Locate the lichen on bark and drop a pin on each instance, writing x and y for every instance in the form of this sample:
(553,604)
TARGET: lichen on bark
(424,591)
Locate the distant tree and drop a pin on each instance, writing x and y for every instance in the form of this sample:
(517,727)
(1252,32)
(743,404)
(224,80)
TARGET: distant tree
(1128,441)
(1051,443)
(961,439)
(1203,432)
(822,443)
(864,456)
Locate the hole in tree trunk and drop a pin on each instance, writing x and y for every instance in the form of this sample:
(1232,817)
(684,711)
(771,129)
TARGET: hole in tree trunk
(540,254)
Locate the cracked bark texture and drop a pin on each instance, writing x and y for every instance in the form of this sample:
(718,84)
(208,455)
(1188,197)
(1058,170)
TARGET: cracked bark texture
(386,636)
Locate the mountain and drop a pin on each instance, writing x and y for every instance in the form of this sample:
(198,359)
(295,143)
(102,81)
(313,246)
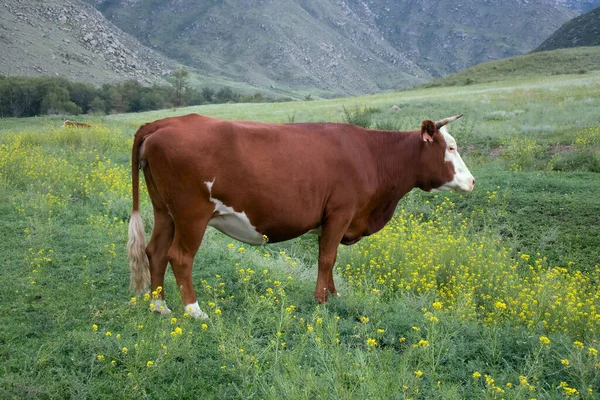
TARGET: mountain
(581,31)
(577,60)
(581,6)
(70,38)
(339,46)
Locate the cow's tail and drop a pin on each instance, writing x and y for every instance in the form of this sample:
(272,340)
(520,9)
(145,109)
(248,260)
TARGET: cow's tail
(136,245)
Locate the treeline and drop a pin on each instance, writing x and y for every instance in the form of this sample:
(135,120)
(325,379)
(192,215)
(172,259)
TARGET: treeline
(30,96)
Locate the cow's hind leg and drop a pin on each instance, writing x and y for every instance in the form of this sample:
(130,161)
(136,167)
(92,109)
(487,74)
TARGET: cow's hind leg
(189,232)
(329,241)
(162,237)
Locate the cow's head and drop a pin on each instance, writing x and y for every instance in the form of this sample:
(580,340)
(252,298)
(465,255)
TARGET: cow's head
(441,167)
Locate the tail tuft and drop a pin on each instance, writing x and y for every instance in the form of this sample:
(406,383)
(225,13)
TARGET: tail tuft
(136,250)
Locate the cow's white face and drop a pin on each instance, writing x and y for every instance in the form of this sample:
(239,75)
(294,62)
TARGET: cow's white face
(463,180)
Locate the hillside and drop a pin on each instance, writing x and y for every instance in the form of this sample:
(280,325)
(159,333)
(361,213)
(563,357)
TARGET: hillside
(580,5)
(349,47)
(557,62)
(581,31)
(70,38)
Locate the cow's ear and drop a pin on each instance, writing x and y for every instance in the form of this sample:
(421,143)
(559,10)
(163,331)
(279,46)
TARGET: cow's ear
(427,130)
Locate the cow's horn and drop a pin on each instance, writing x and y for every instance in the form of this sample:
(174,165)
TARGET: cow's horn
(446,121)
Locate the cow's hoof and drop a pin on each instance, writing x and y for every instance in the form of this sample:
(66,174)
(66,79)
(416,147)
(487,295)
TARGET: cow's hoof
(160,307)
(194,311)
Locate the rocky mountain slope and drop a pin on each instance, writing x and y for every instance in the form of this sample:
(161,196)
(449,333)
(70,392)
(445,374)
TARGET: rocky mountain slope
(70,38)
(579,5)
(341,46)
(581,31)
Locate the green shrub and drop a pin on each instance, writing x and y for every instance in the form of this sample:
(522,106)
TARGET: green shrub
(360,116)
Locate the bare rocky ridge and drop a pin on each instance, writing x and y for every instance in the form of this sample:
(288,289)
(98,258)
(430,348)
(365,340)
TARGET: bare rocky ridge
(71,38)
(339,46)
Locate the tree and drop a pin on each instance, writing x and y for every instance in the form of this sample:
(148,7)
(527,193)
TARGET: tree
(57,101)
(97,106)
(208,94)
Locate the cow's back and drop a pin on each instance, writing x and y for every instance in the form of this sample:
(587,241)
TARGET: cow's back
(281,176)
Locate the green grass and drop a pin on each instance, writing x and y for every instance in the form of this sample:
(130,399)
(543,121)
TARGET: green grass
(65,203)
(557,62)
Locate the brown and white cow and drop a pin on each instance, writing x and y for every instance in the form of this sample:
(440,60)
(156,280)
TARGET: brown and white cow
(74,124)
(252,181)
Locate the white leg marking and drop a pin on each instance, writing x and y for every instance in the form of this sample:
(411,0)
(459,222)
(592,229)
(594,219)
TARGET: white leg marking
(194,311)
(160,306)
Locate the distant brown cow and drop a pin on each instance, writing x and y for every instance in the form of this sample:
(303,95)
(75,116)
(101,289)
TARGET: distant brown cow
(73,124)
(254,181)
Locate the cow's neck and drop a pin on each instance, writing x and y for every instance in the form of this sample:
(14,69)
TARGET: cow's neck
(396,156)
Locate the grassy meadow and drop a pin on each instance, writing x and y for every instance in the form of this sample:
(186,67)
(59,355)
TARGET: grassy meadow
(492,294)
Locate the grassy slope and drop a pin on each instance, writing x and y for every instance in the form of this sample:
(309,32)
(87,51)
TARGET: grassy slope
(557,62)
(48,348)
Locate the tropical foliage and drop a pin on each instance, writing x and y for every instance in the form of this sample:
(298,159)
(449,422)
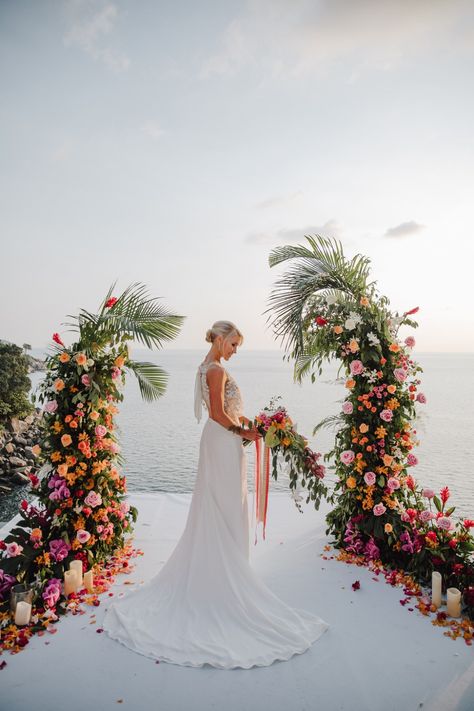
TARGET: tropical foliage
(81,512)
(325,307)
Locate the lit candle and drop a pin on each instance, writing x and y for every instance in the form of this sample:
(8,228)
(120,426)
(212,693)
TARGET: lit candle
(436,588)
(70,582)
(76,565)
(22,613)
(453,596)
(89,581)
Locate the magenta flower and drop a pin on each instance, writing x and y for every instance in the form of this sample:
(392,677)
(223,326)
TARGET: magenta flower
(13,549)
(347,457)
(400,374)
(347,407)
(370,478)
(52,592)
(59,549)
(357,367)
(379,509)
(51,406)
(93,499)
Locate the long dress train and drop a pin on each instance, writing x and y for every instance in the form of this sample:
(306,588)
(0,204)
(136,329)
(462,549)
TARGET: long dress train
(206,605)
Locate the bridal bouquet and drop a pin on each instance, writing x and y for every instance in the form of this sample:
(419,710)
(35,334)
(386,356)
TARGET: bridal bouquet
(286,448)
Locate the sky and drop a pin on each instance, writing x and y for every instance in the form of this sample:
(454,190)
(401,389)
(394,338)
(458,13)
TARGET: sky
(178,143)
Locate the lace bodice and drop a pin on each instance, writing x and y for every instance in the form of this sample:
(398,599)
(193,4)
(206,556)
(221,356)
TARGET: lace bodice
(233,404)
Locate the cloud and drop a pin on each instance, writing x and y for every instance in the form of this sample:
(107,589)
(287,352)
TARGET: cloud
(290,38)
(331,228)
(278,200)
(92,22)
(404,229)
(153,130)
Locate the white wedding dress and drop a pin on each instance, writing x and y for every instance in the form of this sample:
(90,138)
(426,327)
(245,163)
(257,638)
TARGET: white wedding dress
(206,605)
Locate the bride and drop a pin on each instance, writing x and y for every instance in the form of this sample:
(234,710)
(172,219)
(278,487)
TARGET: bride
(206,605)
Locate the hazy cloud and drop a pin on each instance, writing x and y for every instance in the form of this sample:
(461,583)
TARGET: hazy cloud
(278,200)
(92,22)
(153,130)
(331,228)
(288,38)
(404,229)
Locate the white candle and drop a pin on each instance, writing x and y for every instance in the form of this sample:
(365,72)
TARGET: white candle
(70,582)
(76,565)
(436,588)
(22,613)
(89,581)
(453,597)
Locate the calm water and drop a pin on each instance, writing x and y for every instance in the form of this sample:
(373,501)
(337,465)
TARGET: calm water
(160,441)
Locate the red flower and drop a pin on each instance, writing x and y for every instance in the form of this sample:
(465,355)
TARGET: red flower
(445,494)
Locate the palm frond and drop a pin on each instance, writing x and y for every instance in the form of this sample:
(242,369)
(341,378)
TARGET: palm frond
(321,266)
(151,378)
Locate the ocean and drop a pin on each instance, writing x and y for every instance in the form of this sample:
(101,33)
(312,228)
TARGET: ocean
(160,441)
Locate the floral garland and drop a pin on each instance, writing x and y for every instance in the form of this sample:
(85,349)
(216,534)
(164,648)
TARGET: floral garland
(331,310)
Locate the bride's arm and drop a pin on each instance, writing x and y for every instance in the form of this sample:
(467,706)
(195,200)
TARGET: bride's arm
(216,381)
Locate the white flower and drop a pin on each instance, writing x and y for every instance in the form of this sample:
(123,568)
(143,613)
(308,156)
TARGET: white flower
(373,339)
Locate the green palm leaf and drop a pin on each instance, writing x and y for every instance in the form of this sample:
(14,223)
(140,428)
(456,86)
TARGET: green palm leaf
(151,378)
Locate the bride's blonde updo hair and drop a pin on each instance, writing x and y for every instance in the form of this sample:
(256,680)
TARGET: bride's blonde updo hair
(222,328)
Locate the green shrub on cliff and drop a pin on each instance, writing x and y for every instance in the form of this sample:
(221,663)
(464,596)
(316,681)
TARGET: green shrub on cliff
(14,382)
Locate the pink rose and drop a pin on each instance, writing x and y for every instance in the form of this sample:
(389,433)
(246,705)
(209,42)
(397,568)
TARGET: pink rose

----------

__Task instructions__. Starting with the line that contains "Locate the palm", write out each line through the end of the listing, exactly as it appears, and include nothing else.

__Output for this task__.
Locate the palm frond and drop a pin on each instance, writing x and y for every instance in the form of this sample:
(242,369)
(341,378)
TARGET: palm frond
(321,266)
(151,378)
Locate the ocean and drop a pin on each instance, writing x and y for every instance in the form of this sample:
(101,33)
(312,228)
TARGET: ocean
(160,441)
Locate the floral garland and drop a pin on each instance, writing x and y for every instance in the form of this sample:
(85,349)
(216,534)
(164,648)
TARGET: floral garland
(331,310)
Locate the bride's arm and drop a pin on each instance, writing x and y for every instance in the form of this sample:
(467,706)
(195,200)
TARGET: bride's arm
(216,381)
Locate the white flower and drop a pin on each instance, writing x and y for every instance in the form of this sample:
(123,568)
(143,613)
(308,156)
TARGET: white flower
(373,339)
Locate the green palm leaf and drop a pin on each instance, writing x and y for every instance in the form of this sample:
(14,223)
(140,428)
(456,86)
TARGET: green palm leaf
(151,378)
Locate the bride's blonde updo hair and drop a pin on each instance, writing x and y for every instance in the form of this sample:
(256,680)
TARGET: bride's blonde updo hair
(222,328)
Locate the green shrub on cliff and drop a pin on each instance, writing x and y for every instance in the form of this sample:
(221,663)
(464,596)
(316,681)
TARGET: green shrub on cliff
(14,382)
Locate the pink rose and drop a pin on each instance, writing x and y for every instance in the form of this sample:
(389,433)
(246,705)
(209,42)
(397,568)
TARGET: pink rose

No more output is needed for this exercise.